* [Stored data]:
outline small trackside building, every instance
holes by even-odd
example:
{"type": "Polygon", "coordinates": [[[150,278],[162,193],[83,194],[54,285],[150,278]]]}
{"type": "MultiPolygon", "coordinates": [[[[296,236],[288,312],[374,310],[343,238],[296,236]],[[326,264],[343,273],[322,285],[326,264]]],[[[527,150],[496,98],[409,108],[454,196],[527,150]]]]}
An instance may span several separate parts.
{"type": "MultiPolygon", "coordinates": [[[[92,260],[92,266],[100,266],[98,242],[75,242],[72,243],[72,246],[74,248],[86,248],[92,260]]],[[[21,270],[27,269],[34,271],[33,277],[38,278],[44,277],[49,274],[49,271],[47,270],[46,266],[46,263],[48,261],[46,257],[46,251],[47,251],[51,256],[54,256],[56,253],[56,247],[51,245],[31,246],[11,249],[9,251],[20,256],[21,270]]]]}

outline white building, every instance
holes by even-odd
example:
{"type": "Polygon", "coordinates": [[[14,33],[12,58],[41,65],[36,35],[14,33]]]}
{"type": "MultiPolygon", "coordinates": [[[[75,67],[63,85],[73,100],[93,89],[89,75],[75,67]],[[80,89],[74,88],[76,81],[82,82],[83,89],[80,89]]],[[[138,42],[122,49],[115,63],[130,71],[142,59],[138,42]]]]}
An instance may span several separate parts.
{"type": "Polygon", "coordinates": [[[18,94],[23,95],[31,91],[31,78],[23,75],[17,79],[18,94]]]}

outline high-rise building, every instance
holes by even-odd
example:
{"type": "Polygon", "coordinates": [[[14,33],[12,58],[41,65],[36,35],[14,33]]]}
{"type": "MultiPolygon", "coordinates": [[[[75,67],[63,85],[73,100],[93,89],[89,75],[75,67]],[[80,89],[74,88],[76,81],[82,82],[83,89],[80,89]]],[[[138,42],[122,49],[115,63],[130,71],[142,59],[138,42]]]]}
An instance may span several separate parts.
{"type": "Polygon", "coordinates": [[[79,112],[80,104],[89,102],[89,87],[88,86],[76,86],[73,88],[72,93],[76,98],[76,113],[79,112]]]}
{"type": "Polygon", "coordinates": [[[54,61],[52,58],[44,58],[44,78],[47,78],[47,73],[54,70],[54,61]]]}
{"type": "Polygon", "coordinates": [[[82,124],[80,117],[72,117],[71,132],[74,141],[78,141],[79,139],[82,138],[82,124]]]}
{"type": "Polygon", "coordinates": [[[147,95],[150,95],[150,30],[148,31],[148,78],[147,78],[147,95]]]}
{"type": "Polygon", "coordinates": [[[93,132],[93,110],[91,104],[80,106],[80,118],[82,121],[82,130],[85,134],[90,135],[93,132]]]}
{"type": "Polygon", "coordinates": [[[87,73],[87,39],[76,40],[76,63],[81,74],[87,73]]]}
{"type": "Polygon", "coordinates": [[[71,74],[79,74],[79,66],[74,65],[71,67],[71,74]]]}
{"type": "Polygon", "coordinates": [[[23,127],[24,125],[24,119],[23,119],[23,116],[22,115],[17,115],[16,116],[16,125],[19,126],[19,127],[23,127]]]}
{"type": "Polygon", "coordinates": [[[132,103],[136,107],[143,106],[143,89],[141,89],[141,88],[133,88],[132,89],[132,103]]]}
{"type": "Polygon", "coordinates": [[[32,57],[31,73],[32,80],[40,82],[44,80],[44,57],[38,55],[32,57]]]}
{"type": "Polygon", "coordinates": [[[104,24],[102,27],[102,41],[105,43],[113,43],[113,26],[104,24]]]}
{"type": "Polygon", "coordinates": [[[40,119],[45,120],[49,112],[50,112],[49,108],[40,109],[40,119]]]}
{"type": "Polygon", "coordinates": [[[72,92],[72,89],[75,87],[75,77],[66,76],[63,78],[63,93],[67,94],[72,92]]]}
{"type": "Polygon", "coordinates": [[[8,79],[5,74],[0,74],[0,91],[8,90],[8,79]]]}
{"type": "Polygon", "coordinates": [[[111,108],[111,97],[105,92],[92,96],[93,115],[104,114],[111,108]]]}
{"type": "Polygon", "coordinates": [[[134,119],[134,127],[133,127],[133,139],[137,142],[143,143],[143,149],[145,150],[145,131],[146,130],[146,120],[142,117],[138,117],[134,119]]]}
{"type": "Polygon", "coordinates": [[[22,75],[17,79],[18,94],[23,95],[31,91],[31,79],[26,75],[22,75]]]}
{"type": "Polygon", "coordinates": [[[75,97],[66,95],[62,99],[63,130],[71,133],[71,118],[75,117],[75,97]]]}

* [What the task asks]: Find every line in the listing above that contains the word "building", matching case exactly, and copy each of those lines.

* [Problem solution]:
outline small trackside building, every instance
outline white building, every instance
outline high-rise building, every instance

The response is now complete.